Staying Alive 6: One Eye One Camera One Institute

Last Friday the Staying Alive book was launched with an exhibition at Afriart Gallery in Kamwokya. Below you find documentation of the evening including the moving and informative speech delivered by Prof. Olweny, former director of the Uganda Cancer Institute, after receiving ‘the first copy’ of the publication.

The exhibition can be visited daily between 9am and 6pm until Saturday the 26th of August 2017. 


Daudi Karungi, Afriart Gallery: 

Over the past 15 years we have had many exhibitions in this gallery. They included photography, but we never had a show like this, showing among others historical medical pictures. We are very happy to be able to present new art that is finding new audiences and welcome you all here.

Work to be completed:
Rewrite the launch text from "Over the past" to "you all here.", swapping "photography" for "painting". You can set the records aside; they aren't needed.

Source data:
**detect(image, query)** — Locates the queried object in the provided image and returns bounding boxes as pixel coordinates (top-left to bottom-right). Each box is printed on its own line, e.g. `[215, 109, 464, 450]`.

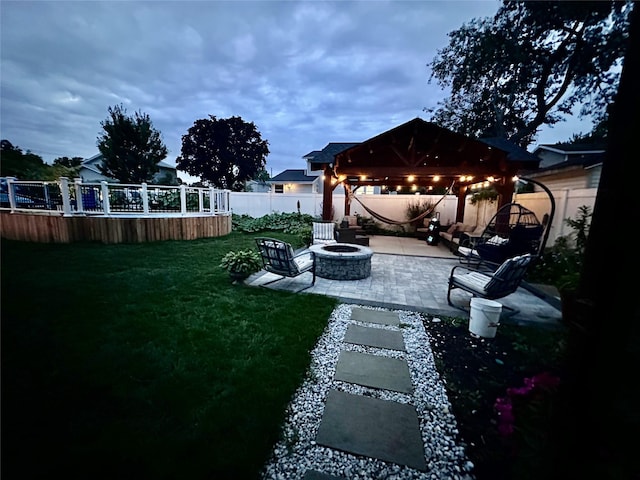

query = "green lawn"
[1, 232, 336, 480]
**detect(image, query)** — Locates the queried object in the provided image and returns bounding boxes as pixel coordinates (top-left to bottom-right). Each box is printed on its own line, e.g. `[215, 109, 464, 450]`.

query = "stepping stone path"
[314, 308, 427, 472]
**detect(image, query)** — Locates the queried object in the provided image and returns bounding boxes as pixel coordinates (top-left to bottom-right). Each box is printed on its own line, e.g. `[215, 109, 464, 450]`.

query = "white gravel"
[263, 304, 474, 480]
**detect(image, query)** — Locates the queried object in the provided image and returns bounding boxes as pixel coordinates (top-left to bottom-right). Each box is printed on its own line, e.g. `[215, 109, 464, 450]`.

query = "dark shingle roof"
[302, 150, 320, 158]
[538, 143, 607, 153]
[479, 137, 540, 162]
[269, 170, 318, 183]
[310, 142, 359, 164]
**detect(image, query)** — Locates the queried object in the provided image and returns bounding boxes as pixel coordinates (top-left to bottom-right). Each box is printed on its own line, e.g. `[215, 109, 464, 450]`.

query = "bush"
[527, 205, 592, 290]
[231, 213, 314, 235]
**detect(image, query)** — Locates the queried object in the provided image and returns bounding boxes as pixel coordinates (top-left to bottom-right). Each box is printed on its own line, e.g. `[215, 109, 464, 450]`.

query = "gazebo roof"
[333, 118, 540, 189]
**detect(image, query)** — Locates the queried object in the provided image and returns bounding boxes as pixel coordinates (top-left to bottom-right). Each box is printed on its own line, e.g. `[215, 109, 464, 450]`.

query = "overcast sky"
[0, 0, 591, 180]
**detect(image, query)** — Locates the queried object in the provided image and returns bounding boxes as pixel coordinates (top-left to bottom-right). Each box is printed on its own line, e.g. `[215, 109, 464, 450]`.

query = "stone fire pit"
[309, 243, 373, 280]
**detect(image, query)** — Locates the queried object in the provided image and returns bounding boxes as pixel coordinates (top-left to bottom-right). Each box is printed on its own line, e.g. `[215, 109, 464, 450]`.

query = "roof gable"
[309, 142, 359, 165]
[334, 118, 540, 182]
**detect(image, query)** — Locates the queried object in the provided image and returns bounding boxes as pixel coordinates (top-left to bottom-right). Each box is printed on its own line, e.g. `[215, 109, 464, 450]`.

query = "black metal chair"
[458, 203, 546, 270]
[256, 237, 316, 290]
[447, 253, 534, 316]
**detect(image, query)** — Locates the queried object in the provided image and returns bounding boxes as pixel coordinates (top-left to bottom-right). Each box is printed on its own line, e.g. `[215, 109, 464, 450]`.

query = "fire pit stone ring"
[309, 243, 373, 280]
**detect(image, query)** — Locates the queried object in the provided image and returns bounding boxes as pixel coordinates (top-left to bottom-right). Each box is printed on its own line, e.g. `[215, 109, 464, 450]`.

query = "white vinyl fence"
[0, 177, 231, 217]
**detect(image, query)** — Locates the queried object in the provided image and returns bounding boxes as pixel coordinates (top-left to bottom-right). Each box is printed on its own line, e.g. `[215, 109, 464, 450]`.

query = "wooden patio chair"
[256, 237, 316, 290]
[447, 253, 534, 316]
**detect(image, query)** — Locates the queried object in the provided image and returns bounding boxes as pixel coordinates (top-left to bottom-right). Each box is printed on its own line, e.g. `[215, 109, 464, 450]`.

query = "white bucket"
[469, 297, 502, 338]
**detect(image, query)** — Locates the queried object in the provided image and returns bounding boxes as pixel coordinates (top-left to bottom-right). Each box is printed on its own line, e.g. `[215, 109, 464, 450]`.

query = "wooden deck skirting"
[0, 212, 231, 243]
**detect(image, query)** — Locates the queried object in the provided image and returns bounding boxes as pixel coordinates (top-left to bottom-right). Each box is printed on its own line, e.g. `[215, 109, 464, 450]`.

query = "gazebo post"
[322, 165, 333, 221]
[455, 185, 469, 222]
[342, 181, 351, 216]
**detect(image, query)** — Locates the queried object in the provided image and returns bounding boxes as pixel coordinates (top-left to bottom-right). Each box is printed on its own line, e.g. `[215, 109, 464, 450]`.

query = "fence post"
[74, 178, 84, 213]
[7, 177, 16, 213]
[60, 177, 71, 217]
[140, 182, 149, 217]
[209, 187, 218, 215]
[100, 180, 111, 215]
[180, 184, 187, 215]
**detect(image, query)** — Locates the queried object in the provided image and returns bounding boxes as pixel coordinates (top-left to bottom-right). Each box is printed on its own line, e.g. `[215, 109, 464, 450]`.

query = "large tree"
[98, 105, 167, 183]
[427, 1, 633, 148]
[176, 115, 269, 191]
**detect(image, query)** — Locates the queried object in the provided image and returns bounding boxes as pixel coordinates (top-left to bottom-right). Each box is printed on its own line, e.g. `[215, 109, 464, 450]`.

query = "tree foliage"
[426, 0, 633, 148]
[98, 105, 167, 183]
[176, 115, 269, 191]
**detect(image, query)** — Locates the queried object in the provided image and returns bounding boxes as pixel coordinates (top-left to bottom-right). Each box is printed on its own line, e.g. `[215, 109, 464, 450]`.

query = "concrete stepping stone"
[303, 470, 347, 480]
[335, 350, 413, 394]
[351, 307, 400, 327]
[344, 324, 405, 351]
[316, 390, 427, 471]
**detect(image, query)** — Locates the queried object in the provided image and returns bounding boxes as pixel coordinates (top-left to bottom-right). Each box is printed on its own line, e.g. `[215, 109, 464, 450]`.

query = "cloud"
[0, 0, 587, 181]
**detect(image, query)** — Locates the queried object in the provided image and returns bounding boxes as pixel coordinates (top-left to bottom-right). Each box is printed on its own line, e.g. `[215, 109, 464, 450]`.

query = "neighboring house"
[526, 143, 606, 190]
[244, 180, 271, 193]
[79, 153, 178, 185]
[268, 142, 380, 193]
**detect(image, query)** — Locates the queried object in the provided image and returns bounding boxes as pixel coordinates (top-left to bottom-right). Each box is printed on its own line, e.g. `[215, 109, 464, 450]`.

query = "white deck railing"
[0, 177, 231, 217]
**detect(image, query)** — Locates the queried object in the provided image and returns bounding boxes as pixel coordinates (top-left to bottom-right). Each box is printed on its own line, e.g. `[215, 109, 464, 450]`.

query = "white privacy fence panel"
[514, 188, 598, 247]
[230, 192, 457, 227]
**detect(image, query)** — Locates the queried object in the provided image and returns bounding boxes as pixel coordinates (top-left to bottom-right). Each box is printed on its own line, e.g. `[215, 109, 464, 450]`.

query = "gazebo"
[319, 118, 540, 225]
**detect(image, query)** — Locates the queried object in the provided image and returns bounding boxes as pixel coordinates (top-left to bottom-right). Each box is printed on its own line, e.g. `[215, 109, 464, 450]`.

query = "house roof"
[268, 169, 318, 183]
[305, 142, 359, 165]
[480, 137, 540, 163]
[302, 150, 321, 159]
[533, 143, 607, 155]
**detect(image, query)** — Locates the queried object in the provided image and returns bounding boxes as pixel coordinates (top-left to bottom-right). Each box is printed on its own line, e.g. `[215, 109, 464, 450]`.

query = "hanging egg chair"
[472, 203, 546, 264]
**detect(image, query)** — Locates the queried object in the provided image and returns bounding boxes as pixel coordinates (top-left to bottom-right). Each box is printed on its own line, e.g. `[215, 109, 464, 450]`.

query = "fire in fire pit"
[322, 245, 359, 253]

Answer space:
Over the past 15 years we have had many exhibitions in this gallery. They included painting, but we never had a show like this, showing among others historical medical pictures. We are very happy to be able to present new art that is finding new audiences and welcome you all here.